» WHAT TO PRODUCE: Every record is to be printed exactly as written; pictures are to be omitted.

__________

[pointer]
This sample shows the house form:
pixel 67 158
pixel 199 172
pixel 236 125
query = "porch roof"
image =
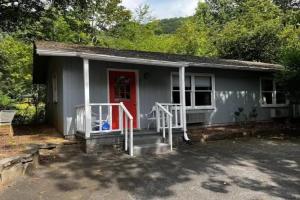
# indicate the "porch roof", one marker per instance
pixel 43 49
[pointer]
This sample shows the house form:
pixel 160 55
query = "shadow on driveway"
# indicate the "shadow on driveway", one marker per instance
pixel 242 169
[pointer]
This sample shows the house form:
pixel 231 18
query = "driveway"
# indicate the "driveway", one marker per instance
pixel 240 169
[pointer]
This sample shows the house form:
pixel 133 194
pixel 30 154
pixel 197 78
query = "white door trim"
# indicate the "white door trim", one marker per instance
pixel 137 90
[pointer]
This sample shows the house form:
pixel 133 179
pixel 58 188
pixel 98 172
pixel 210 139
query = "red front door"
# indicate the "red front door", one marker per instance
pixel 122 88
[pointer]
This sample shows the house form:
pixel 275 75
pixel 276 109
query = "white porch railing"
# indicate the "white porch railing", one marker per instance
pixel 80 119
pixel 164 117
pixel 105 113
pixel 176 110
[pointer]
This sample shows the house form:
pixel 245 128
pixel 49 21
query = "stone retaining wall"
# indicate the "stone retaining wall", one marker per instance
pixel 14 167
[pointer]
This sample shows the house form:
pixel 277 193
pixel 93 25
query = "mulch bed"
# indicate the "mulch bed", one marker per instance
pixel 261 130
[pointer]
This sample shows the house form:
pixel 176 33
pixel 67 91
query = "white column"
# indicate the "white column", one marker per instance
pixel 87 107
pixel 182 99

__________

» ANSWER SPACE:
[pointer]
This sample shows the house form:
pixel 67 158
pixel 199 172
pixel 236 125
query = "porch roof"
image =
# indicate the "porch roof", one marker per instance
pixel 43 49
[pointer]
This sample shows the house form:
pixel 160 55
query = "shadow on driveway"
# indicate the "shadow on driveway", one marker per instance
pixel 242 169
[pointer]
This sample shows the house form:
pixel 231 18
query = "driveway"
# indicate the "driveway", one marker per instance
pixel 240 169
[pointer]
This sample shows the house form:
pixel 133 194
pixel 30 154
pixel 197 78
query = "white door trim"
# indicate the "white door trim", one marker per instance
pixel 137 90
[pointer]
This sample shows the house form:
pixel 133 179
pixel 58 188
pixel 98 172
pixel 210 139
query = "red front door"
# indicate the "red front door", one marker per instance
pixel 122 88
[pointer]
This sample shows the house form:
pixel 275 75
pixel 276 109
query = "white porch railing"
# indicate the "white porch railing", one marker per instance
pixel 80 119
pixel 164 117
pixel 105 113
pixel 176 110
[pointer]
This sample shows the house form:
pixel 245 128
pixel 49 21
query = "stone retaining wall"
# indicate the "stone retaining wall", one marker per instance
pixel 14 167
[pointer]
This sample shows the house form:
pixel 277 193
pixel 93 25
query = "mulch bed"
# indicate the "mulch bed", one marker per instance
pixel 261 130
[pointer]
This sample shows the house form:
pixel 176 33
pixel 67 91
query = "white column"
# indicate the "white column", one marker per instance
pixel 87 107
pixel 182 99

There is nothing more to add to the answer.